What needs to be done | Rewrite the stretch of entries from the line containing "Task: derive a" through the line containing "positive clicks: (543, 122) (544, 139)", replacing "rough" with "coarse" and leaving everything else unchanged.
Exercise data Start Marker
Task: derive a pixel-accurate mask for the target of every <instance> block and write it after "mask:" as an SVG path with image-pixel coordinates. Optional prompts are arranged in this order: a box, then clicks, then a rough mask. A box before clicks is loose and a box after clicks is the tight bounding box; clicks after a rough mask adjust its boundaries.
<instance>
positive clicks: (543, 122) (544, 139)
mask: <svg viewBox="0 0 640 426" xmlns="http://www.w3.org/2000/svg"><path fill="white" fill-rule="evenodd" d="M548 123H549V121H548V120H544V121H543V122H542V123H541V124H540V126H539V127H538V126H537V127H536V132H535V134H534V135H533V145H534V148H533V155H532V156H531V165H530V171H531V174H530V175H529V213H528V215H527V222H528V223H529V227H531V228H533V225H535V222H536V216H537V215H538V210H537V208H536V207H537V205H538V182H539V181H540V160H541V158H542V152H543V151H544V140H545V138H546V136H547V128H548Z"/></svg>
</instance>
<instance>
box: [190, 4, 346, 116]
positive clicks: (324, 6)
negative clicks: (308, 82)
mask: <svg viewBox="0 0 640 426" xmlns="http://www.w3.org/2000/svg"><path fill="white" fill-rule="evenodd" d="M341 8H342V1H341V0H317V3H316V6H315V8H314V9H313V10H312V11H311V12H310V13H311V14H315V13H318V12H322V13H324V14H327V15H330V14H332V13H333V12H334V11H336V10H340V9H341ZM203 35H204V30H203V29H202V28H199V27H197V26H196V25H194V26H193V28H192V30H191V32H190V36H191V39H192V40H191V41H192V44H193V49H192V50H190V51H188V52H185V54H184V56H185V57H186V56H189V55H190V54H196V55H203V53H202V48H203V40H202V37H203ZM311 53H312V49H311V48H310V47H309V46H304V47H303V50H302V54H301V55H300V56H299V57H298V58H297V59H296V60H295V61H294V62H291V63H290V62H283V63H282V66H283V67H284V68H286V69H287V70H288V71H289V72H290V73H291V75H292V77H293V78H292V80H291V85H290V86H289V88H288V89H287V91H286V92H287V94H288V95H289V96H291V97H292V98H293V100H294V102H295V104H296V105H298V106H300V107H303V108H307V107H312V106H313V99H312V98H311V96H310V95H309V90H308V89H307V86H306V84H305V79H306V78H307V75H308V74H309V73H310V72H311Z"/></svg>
Exercise data End Marker
Exercise data Start Marker
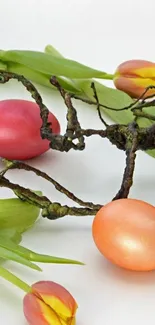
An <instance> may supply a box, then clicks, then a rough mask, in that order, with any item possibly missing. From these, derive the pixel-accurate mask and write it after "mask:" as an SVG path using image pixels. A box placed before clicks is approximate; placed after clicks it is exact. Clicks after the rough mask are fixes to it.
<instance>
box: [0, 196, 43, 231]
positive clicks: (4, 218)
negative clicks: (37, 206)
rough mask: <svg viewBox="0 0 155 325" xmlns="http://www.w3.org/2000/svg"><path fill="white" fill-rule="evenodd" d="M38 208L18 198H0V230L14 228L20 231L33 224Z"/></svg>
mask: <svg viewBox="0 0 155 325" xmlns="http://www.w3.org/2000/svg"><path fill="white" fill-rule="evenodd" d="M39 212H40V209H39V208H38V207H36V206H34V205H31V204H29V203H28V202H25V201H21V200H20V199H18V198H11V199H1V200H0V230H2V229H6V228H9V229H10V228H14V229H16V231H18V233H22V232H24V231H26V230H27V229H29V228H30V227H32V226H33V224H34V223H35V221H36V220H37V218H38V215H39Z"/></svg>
Exercise data End Marker
Reply to the task |
Task: derive a pixel-accurate mask for the target of every <instance> block and write it after "mask:" as an SVG path with image-pixel coordinates. Optional prompts are arranged in this order: a box, then clicks, then a coarse mask. A box before clicks is loose and a box after clicks is the tight bounding box; clicks after a coarse mask adjust its boundaries.
<instance>
positive clicks: (543, 122) (544, 139)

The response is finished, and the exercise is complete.